- [Exercise details]: Please print the full listing exactly.

--- START ---

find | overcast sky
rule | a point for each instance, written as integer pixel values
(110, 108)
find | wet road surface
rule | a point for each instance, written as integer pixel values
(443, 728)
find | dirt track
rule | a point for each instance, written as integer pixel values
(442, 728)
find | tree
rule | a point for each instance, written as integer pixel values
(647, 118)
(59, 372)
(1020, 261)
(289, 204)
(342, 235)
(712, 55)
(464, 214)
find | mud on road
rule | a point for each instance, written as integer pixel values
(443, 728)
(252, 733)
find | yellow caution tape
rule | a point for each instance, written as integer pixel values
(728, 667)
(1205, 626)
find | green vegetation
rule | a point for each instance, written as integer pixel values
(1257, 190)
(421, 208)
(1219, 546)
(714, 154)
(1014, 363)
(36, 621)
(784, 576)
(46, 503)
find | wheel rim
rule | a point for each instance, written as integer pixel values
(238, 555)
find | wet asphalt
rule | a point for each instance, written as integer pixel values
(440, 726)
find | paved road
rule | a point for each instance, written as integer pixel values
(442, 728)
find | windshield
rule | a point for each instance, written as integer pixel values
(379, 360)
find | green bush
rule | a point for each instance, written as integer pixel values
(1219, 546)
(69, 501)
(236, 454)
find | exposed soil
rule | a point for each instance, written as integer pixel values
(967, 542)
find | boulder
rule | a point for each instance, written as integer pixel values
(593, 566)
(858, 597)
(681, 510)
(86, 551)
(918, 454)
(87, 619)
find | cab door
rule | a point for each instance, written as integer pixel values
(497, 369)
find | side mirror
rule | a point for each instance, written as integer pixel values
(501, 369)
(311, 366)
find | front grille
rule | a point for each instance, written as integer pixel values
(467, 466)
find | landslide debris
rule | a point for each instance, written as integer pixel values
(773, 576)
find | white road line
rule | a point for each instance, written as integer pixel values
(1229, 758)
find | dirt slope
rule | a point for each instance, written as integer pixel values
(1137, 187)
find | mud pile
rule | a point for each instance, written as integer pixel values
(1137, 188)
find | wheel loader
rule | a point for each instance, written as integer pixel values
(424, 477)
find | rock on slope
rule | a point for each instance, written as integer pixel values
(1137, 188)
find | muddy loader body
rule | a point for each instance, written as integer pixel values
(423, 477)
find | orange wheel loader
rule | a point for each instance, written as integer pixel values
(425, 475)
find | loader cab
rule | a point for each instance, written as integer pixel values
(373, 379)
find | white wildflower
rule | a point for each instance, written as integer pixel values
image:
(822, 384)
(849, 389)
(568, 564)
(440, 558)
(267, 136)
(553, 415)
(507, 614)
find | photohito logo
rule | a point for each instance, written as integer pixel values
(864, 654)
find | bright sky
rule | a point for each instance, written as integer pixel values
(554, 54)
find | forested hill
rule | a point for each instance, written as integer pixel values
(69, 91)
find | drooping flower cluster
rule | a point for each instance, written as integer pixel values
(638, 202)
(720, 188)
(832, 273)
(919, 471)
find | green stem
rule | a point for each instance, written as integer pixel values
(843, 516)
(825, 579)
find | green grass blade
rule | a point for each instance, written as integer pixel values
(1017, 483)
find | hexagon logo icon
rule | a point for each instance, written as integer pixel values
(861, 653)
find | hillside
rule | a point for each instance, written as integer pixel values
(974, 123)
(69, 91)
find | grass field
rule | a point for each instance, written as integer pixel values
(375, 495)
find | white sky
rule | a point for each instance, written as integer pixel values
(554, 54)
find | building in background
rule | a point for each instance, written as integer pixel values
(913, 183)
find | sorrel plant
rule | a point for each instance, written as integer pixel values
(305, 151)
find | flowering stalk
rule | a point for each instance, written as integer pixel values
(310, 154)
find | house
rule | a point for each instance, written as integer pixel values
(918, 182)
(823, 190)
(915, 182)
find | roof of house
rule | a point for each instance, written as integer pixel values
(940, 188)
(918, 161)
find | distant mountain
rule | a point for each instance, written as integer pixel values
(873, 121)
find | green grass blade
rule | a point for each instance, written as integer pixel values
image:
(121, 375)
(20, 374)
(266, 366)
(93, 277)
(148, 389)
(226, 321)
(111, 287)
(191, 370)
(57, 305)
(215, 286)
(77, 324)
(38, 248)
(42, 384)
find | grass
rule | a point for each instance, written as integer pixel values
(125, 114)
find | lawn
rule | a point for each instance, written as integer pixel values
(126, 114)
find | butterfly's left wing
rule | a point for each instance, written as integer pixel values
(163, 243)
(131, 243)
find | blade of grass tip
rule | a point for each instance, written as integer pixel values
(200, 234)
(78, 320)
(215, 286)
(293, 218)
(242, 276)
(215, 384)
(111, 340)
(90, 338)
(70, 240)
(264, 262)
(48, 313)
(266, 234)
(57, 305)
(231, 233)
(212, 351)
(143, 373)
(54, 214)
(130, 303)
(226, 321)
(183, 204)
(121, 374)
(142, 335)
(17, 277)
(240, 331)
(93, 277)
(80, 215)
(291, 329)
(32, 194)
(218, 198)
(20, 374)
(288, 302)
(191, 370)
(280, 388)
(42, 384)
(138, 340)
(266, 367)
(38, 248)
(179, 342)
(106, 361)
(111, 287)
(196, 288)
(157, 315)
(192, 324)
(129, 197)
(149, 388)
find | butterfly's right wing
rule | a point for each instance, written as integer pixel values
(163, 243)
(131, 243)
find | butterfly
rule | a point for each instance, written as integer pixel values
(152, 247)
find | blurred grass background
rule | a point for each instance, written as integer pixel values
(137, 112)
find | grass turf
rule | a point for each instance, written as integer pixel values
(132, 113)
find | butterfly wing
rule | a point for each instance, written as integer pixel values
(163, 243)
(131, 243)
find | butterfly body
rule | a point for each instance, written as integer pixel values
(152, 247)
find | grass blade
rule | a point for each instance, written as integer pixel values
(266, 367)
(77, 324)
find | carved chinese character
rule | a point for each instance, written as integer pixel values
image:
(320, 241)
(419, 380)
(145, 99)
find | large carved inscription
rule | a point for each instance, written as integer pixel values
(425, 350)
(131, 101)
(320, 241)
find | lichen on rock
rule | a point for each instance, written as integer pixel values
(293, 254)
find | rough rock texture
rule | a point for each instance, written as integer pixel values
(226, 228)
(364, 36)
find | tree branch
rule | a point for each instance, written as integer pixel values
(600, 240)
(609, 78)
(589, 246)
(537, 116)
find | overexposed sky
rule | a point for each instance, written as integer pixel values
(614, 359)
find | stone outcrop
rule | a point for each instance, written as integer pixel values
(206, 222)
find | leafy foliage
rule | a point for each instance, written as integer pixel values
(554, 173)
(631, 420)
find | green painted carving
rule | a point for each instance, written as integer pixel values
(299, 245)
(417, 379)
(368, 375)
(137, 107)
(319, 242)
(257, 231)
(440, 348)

--- END ---

- [Reply to the exercise]:
find | overcast sky
rule | a point for each instance, written as integer pixel values
(110, 108)
find | wet road surface
rule | a point for each instance, written as integer pixel values
(443, 728)
find | dirt track
rule | a point for each instance, written as integer pixel values
(442, 728)
find | tree
rule | a point for each instance, written as integer pixel values
(647, 118)
(59, 372)
(1020, 261)
(289, 204)
(342, 235)
(712, 55)
(464, 214)
find | mud on road
rule | a point for each instance, written as integer pixel values
(443, 728)
(252, 733)
find | yellow caution tape
rule | a point for each instance, written as integer pixel values
(728, 667)
(1205, 626)
find | green vegetation
rule | a point for each instance, written as integer pixel values
(1257, 190)
(421, 208)
(1219, 546)
(714, 154)
(1014, 363)
(36, 621)
(784, 576)
(46, 503)
find | wheel rim
rule | a point for each instance, written as integer pixel values
(238, 555)
find | wet asphalt
rule | a point for each instance, written as integer pixel values
(440, 726)
find | paved road
rule | a point for each instance, written as integer pixel values
(442, 728)
find | windshield
rule | a point for each instance, written as integer pixel values
(379, 360)
find | green bush
rule | a point for each instance, written as integer pixel values
(1219, 546)
(69, 501)
(236, 454)
find | exposed soil
rule | a point for each instance, written as integer pixel values
(967, 542)
find | boulder
rule | a point for each instance, written as integer pixel values
(593, 566)
(858, 597)
(681, 510)
(86, 551)
(918, 454)
(87, 619)
find | cab door
rule | a point for each instance, written as integer pixel values
(497, 369)
find | side mirror
rule | a point for each instance, written as integer pixel values
(501, 369)
(311, 366)
find | front grille
rule | a point for each instance, written as integer pixel values
(467, 466)
find | landslide debris
rule | a point for each instance, written as integer pixel values
(773, 576)
find | white road line
rule | a point for each instance, written as integer pixel values
(1229, 758)
find | dirt slope
rule | a point for each instance, written as integer pixel values
(1137, 187)
find | mud pile
rule | a point for each instance, written as integer pixel values
(1137, 188)
find | wheel loader
rule | a point for each instance, written as integer pixel values
(424, 477)
find | rock on slope
rule | a point for each instance, written as integer pixel values
(1137, 188)
find | muddy loader body
rule | a point for each instance, written as integer pixel values
(423, 477)
find | orange wheel loader
rule | a point for each instance, written as integer pixel values
(425, 475)
find | loader cab
rule | a point for each instance, written as integer pixel values
(373, 379)
find | white wildflower
rule | a point for each instance, written as integer pixel values
image:
(822, 384)
(849, 389)
(568, 564)
(440, 558)
(267, 136)
(553, 415)
(507, 614)
find | photohito logo
rule | a point for each instance, written as integer pixel values
(864, 654)
find | bright sky
rule | a point for each instance, written as integer pixel values
(554, 54)
find | forested hill
rule | a point for each instance, written as integer pixel values
(69, 91)
find | drooping flower cluster
rule | a point for each instance, written as integer pixel values
(638, 202)
(720, 188)
(832, 273)
(919, 471)
find | green stem
rule | a point for each instance, written as integer pixel values
(843, 516)
(825, 579)
find | green grass blade
rule | a point for each instance, written as integer pixel values
(1017, 483)
find | hexagon logo icon
rule | a point for each instance, written as integer pixel values
(861, 653)
find | hillside
rule | a point for each instance, written as integer pixel values
(974, 123)
(69, 91)
find | grass field
rule | a point for each instance, written as integer pixel values
(375, 495)
find | white sky
rule | a point for each instance, written as integer pixel values
(554, 54)
find | building in background
rule | a point for each instance, written as integer pixel values
(913, 183)
find | sorrel plant
rule | a point for each instance, written as integer pixel values
(305, 151)
find | flowering stalk
rule | a point for each instance, written as integer pixel values
(310, 154)
find | house
rule | a point for each instance, written as integer pixel values
(918, 182)
(823, 190)
(915, 182)
find | roof of house
rule | a point for each instance, written as integer pixel values
(940, 188)
(918, 161)
find | distant mountain
rule | a point for each instance, written as integer pixel values
(873, 121)
find | green grass blade
rule | a point for each instance, written as integer pixel values
image:
(121, 375)
(20, 374)
(266, 366)
(93, 277)
(148, 389)
(226, 321)
(111, 287)
(191, 370)
(57, 305)
(215, 286)
(77, 324)
(38, 248)
(42, 384)
find | grass
rule | a point for each instance, written as integer pixel values
(125, 114)
find | lawn
rule | a point for each instance, written as integer pixel values
(126, 114)
find | butterfly's left wing
rule | a point for each instance, written as integer pixel values
(163, 243)
(131, 243)
find | blade of grass tip
rule | a point for each instance, written as integer pixel values
(200, 234)
(78, 320)
(215, 286)
(293, 218)
(242, 276)
(215, 384)
(111, 340)
(90, 338)
(70, 240)
(264, 262)
(48, 313)
(266, 234)
(57, 305)
(231, 233)
(212, 351)
(143, 373)
(54, 214)
(130, 303)
(226, 321)
(183, 204)
(121, 374)
(142, 335)
(17, 277)
(240, 331)
(93, 277)
(80, 215)
(291, 329)
(32, 194)
(218, 198)
(20, 374)
(288, 302)
(191, 370)
(280, 388)
(42, 384)
(138, 340)
(266, 367)
(38, 248)
(179, 342)
(106, 361)
(111, 287)
(196, 288)
(157, 315)
(192, 324)
(129, 197)
(149, 388)
find | butterfly's right wing
rule | a point for each instance, written as integer pixel values
(163, 243)
(131, 243)
find | butterfly
rule | a point for each instance, written as integer pixel values
(152, 247)
find | blurred grass background
rule | a point for each instance, written as integer pixel values
(137, 112)
find | grass turf
rule | a point for each instance, written as integer pixel values
(132, 113)
find | butterfly wing
rule | a point for each instance, written as integer pixel values
(163, 243)
(131, 243)
find | butterfly body
rule | a point for each instance, written as integer pixel values
(152, 247)
find | grass blade
rule | a point for each instance, written as integer pixel values
(266, 367)
(77, 324)
find | carved chinese character
rule | a point for each instance, written as integer pixel values
image:
(320, 241)
(419, 380)
(145, 99)
find | large carved inscription
rule | a point for each instance, written as integer pixel values
(425, 350)
(131, 101)
(320, 241)
find | lichen on rock
rule | a point for each instance, written as integer pixel values
(293, 254)
find | rough rock texture
rule | a point for each instance, written as integer pixel values
(226, 228)
(364, 36)
find | tree branch
rule | a point for each instance, written as integer pixel values
(600, 240)
(609, 78)
(589, 246)
(537, 116)
find | overexposed sky
rule | a point for each instance, written as integer pixel values
(614, 359)
find | stone outcrop
rule | a point for each instance, written as integer pixel values
(206, 222)
find | leafy foliage
rule | a point for each instance, written as integer pixel values
(554, 173)
(631, 420)
find | green painted carving
rule | a point for each instance, written as integer pixel values
(299, 245)
(417, 379)
(368, 375)
(137, 107)
(319, 242)
(257, 231)
(440, 348)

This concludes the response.